SHORT EXERCISE: Copy out exactly each line from the line with "the wooden partition" through the last line of the material below.

Collected data entries:
>>>

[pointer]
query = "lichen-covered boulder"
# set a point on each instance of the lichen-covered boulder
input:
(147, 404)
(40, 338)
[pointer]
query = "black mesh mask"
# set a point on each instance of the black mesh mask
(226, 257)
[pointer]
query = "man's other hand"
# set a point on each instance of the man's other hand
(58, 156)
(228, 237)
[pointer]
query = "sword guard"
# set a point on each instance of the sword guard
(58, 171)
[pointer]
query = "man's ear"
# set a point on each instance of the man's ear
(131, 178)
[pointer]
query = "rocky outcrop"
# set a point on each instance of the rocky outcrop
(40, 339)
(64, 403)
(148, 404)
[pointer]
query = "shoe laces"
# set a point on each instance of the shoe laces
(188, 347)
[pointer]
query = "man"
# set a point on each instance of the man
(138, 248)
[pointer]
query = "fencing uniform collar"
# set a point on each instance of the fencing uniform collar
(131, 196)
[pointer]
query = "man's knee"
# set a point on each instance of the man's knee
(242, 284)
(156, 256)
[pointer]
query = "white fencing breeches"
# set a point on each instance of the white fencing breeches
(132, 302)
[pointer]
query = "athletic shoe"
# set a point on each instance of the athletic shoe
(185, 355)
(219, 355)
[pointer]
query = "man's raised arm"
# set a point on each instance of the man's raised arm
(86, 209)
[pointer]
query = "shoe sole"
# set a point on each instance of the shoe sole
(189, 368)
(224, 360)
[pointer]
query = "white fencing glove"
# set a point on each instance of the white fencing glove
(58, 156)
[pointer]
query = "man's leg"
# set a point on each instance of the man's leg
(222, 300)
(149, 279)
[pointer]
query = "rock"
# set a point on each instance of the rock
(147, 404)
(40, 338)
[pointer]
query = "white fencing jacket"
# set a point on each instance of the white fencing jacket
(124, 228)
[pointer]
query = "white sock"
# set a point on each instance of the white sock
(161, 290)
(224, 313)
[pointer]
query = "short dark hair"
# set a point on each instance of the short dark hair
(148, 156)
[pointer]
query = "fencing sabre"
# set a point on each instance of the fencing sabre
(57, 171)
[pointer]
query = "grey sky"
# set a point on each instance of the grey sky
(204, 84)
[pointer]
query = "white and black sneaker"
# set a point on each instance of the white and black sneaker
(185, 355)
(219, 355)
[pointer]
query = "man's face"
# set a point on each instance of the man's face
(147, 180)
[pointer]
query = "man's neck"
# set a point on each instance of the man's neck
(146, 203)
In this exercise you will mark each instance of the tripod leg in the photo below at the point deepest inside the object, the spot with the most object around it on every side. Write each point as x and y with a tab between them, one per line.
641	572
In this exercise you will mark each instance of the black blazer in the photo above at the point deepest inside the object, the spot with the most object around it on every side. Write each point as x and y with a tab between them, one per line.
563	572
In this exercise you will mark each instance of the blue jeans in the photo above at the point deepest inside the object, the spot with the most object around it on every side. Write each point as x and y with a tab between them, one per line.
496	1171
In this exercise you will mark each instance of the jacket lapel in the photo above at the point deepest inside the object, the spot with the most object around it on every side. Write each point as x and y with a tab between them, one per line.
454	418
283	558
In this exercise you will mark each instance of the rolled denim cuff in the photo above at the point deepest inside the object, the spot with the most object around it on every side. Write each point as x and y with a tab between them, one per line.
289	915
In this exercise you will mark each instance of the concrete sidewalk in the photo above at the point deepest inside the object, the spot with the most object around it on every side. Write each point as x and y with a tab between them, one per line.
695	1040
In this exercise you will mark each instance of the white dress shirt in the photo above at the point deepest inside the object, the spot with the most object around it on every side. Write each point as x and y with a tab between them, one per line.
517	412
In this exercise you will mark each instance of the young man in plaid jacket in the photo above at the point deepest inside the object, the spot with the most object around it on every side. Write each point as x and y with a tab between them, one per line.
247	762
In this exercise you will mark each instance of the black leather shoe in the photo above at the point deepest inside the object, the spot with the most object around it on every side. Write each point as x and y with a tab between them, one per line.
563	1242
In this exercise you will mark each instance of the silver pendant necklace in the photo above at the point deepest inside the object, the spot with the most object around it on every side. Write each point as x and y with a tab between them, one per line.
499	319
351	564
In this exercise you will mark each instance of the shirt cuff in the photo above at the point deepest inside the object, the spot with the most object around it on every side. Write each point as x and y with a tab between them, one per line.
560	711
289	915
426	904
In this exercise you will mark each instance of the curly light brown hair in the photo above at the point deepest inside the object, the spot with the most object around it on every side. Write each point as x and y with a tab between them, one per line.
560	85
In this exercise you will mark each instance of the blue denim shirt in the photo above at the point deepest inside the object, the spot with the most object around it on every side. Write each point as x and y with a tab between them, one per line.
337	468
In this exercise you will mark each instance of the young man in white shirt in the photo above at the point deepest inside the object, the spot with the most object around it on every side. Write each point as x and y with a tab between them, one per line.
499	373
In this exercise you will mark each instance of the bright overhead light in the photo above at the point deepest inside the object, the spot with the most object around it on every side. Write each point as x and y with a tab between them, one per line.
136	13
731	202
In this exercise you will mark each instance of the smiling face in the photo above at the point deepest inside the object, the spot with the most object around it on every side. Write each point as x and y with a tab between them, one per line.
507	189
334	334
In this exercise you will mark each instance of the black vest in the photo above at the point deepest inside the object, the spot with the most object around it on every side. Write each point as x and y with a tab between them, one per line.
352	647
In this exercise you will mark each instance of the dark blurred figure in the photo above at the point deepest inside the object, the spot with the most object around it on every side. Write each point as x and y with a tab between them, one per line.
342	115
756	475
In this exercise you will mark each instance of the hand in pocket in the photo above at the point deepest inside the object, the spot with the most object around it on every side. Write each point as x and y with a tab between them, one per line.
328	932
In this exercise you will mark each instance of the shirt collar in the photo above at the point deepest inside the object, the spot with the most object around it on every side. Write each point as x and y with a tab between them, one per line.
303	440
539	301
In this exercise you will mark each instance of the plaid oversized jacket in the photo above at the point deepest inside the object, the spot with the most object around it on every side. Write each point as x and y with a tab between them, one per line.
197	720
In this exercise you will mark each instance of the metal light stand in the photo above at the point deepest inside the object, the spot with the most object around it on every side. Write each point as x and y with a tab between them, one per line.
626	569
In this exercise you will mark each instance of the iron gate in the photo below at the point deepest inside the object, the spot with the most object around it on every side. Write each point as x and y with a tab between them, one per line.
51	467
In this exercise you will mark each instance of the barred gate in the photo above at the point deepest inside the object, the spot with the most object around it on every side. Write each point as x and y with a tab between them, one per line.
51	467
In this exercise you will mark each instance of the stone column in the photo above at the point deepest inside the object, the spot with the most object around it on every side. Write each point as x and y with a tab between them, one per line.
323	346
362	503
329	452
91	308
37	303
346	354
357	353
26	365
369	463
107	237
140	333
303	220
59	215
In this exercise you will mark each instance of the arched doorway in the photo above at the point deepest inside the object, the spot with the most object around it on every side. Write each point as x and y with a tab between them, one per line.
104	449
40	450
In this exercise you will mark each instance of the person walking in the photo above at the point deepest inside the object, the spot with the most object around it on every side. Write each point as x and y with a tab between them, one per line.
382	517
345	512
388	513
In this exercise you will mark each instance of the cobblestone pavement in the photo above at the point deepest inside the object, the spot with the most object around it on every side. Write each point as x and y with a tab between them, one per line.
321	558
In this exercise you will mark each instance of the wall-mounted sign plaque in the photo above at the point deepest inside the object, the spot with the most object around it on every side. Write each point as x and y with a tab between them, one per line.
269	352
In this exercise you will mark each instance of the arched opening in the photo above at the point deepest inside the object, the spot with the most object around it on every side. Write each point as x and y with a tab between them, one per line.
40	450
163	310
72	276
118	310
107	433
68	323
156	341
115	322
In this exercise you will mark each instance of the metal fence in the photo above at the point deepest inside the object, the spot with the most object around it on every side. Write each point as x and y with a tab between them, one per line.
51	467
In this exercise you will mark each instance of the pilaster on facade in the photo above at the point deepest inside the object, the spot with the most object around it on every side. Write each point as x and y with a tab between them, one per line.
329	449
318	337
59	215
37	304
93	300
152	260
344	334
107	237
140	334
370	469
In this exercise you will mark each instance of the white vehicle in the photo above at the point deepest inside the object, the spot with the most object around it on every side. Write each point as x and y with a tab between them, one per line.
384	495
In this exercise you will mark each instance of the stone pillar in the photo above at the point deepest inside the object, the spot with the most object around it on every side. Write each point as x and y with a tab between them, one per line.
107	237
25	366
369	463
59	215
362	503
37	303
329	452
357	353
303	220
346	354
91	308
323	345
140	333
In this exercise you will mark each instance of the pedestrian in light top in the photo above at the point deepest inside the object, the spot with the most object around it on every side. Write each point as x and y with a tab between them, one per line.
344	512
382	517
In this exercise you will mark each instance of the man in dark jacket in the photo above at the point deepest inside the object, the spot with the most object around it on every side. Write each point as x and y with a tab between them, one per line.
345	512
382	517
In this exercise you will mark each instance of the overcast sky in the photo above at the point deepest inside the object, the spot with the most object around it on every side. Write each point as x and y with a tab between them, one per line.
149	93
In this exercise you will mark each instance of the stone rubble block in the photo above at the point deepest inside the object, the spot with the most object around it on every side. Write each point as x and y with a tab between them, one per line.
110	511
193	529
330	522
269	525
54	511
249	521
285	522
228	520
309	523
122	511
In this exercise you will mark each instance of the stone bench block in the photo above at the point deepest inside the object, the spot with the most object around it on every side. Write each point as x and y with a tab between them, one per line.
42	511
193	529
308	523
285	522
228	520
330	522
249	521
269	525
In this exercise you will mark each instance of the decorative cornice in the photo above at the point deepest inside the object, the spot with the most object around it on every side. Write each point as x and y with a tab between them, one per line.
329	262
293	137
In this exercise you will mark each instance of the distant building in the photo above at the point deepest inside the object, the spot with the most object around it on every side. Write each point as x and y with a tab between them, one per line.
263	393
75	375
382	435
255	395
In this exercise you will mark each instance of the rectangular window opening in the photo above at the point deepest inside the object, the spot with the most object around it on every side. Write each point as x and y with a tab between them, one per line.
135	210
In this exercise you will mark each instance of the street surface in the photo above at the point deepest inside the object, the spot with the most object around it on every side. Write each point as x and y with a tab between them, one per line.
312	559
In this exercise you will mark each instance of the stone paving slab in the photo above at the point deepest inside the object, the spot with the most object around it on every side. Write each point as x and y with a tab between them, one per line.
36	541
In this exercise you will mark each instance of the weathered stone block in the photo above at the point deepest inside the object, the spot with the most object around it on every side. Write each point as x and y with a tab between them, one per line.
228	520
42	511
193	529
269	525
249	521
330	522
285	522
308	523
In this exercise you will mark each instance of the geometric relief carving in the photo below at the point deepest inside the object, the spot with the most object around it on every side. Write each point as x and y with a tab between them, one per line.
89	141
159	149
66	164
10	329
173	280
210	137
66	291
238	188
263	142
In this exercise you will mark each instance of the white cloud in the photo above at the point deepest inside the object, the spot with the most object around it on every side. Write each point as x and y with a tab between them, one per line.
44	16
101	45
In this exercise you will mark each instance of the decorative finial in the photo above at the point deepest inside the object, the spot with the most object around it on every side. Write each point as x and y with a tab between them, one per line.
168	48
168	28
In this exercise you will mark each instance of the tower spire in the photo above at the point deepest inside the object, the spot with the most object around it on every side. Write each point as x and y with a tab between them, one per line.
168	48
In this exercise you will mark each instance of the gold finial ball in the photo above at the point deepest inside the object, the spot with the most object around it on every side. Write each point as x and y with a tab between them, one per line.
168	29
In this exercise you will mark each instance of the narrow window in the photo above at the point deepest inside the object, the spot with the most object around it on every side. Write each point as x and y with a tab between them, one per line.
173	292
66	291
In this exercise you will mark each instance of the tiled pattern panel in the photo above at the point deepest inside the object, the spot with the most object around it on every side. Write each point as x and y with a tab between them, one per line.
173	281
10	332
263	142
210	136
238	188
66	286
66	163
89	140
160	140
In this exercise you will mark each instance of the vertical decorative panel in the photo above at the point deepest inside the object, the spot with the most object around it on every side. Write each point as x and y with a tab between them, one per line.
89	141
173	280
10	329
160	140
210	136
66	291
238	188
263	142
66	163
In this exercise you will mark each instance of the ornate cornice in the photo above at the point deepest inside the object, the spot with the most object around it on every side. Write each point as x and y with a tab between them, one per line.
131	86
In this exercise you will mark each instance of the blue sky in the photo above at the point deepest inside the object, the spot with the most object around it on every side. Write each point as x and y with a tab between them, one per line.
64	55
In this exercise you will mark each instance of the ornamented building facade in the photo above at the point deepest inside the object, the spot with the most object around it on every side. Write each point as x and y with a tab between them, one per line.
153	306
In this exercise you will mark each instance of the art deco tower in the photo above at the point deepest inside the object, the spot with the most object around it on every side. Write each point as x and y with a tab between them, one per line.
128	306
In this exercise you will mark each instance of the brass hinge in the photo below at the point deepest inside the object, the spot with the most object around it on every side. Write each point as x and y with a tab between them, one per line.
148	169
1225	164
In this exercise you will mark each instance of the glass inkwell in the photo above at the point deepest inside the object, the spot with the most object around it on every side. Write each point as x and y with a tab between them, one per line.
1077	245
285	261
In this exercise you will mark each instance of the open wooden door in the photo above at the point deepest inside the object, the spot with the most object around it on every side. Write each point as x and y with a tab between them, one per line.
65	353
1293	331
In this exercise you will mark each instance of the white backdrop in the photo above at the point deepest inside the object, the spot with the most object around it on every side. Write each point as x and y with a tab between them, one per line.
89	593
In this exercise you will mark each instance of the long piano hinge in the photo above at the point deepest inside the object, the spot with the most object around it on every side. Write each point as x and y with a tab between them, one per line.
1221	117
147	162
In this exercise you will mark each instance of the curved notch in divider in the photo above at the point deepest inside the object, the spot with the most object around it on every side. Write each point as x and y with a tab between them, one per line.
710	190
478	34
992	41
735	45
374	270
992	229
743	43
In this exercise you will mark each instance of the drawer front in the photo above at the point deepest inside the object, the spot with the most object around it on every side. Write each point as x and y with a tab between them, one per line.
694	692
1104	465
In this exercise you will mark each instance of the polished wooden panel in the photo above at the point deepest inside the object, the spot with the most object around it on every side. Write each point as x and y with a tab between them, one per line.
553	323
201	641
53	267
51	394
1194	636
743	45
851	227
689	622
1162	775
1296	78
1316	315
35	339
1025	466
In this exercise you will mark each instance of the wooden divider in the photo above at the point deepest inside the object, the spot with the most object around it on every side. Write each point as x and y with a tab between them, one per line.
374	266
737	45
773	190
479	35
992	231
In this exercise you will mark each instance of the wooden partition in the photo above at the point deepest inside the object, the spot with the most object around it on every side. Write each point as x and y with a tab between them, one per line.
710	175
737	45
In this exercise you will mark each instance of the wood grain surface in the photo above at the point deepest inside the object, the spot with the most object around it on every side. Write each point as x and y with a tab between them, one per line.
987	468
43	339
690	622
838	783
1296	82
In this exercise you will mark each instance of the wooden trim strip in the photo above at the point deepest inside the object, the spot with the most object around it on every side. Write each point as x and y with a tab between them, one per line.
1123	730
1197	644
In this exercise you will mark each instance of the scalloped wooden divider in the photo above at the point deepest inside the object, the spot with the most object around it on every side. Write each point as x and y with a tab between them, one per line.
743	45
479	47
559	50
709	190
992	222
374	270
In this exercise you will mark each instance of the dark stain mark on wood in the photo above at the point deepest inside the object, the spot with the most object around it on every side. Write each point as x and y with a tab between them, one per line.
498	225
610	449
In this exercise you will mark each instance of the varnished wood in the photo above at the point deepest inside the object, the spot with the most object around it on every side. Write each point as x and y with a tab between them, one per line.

<<<

RESULT OF THE EXERCISE:
In this exercise you will mark each instance of the wooden partition in the photo above at the point deepest inside the object, the spot with the most object around it on every side. Write each point as x and y with a tab between them, one per line.
710	175
737	45
In this exercise you will mark each instance of the wood grain surface in the photo above at the point deepest inside the object, the spot with the most object around it on every side. Write each point as x and y with a tab between them, one per line.
987	468
43	339
690	622
838	783
1296	82
In this exercise you will mark each instance of the wooden trim strip in the photo above at the point deepest inside the object, the spot with the most object around it on every side. Write each point as x and y with a tab between them, one per line.
1123	730
1197	644
In this exercise you will mark each instance of the scalloped wooden divider in the photo above at the point deepest inside the object, the spot with the most object around it on every side. Write each point as x and y with a tab between them, one per line.
743	45
479	47
559	50
709	190
992	222
374	270
In this exercise you will mark each instance of the dark stain mark on wood in the photo above at the point deepest inside the object, the spot with the most object around it on every side. Write each point as x and y with a tab between them, one per line.
498	225
610	449
In this exercise you will mark each instance of the varnished wood in the photo above at the point deepest inside the object, the spot with the most object around it on every side. Write each point as x and y with a tab between them, one per line.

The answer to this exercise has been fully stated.